#### Information provided:
********

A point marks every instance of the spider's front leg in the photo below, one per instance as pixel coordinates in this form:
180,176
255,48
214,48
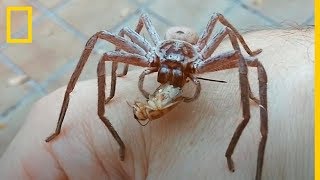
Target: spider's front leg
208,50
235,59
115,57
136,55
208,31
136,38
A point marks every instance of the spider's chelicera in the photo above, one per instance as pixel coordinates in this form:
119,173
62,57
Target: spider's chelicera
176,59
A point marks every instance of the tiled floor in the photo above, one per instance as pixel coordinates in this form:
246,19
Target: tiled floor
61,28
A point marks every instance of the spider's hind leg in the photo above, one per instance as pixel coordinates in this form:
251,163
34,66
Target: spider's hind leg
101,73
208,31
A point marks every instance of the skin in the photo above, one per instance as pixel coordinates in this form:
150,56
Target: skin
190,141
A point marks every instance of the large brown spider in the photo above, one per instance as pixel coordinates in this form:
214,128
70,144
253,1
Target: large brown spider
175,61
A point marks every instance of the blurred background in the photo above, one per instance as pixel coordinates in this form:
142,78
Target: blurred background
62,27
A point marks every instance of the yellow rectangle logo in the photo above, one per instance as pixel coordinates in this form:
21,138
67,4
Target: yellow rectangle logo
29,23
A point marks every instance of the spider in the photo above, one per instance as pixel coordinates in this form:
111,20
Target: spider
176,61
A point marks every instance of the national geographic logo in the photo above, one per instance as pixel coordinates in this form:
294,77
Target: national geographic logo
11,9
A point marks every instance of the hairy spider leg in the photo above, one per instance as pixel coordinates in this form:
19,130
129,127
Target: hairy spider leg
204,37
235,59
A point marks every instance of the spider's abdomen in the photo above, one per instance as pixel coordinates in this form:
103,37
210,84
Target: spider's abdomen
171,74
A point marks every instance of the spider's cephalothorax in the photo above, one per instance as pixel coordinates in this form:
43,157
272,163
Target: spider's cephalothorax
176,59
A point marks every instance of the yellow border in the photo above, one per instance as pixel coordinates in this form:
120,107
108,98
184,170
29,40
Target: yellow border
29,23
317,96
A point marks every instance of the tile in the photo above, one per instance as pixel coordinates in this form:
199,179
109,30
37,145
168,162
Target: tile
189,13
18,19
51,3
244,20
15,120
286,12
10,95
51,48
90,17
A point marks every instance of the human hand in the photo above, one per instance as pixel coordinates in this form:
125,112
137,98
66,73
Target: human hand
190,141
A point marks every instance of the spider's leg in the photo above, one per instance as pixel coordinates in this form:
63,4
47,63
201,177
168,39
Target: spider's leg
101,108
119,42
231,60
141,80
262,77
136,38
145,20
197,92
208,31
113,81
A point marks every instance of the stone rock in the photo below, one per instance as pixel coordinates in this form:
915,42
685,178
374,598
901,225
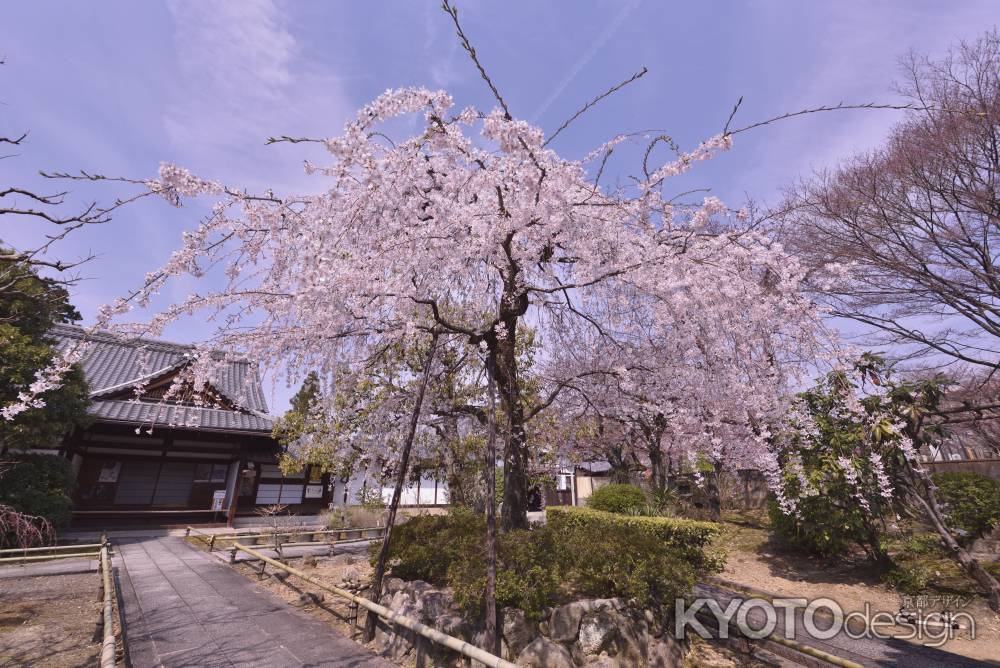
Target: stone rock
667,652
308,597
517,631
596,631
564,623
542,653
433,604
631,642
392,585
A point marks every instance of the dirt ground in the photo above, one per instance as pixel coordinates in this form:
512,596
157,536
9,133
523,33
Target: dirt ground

********

#### Your objective:
Each entry should be copied exactly as written, though any pictures stay out.

#### Response:
A point marks every instance of the spider's front leg in the photo below, one per instance as pixel coordinates in this form:
180,176
255,48
214,48
Target: spider's front leg
208,50
235,59
115,57
136,55
208,31
136,38
A point marks every instance of the spider's chelicera in the photo above, one per instance as pixel coordinates in this form:
119,173
62,57
Target: spider's chelicera
176,59
A point marks every instance of the tiled floor in the photo above, one per instance as pixel coordinates in this form:
246,19
Target: tiled floor
61,28
A point marks every instance of the spider's hind leg in the photo above, one per instance as pixel coordinates in this form:
251,163
34,66
Target: spider's hind leg
101,73
208,31
A point marks every instance of the skin in the photo above, one per instance as pixel coordinates in this form:
150,56
Target: skin
190,141
A point marks every instance of the large brown spider in the photo above, one per instance as pixel coordinates in this form:
214,128
70,144
253,1
Target: large brown spider
175,61
A point marks every instance of the blurred background in the photo above, one per instance as pixel coordinates in this form:
142,78
Target: blurred background
62,27
A point marks every instance of the yellow rectangle logo in the photo above, one per instance as pixel coordinates in this form:
21,138
67,4
Target: yellow rectangle logo
29,23
A point marks every instance of the spider in the photo above, one per instance as pixel coordinates in this form:
111,20
Target: spider
176,61
A point marks every instance of the national geographic logo in the photo above, one per instance as pixel coordinates in this form:
294,77
Target: national geographic logo
11,9
A point marks every instance of the hairy spider leg in the photo above, one per instance as pixel coordinates in this form:
19,130
129,127
Target: hairy spider leg
204,37
235,59
A point marks every instance of the spider's abdomen in the photo above, one per instance as pixel coordinates in this form:
103,37
210,84
Target: spider's abdomen
171,74
A point marks every instance of the spider's cephalothorax in the photo above, one per instance as pixel coordinates in this form:
43,157
272,163
Target: spider's cephalothorax
176,59
A point marks every instance of the yellow border in the photo above, one per instance as pixel coordinates in this form:
120,107
108,98
184,170
29,40
Target: yellow border
29,23
317,96
A point marks every instance of the tile in the photo above, one per instance as pixel coordinates in this form:
199,179
109,30
37,145
168,162
Target: tile
189,13
18,19
51,3
244,20
15,120
286,12
10,95
51,48
90,17
A point marks every instance of the human hand in the photo above, one per instance as pixel coordinates in this form:
125,112
137,98
66,73
Target: human hand
190,141
A point marks every instance of the spider's leg in the photo above, one per instance as pixel coordinates in this form:
63,4
47,63
201,177
168,39
Target: spider's leg
101,108
119,42
231,60
141,80
262,77
136,38
145,20
197,92
208,31
113,81
A point marks every instance of the stone rock in the photo below, one per instance as pixel coordinates in this form:
915,42
685,178
374,598
901,225
Target: stone rock
667,652
308,597
517,631
596,631
564,623
542,653
433,604
631,642
392,585
A point marks every instance of the dirt ground in the photo above, one per instance as pixel coordinates in this form:
512,596
157,536
9,133
523,33
Target: dirt ground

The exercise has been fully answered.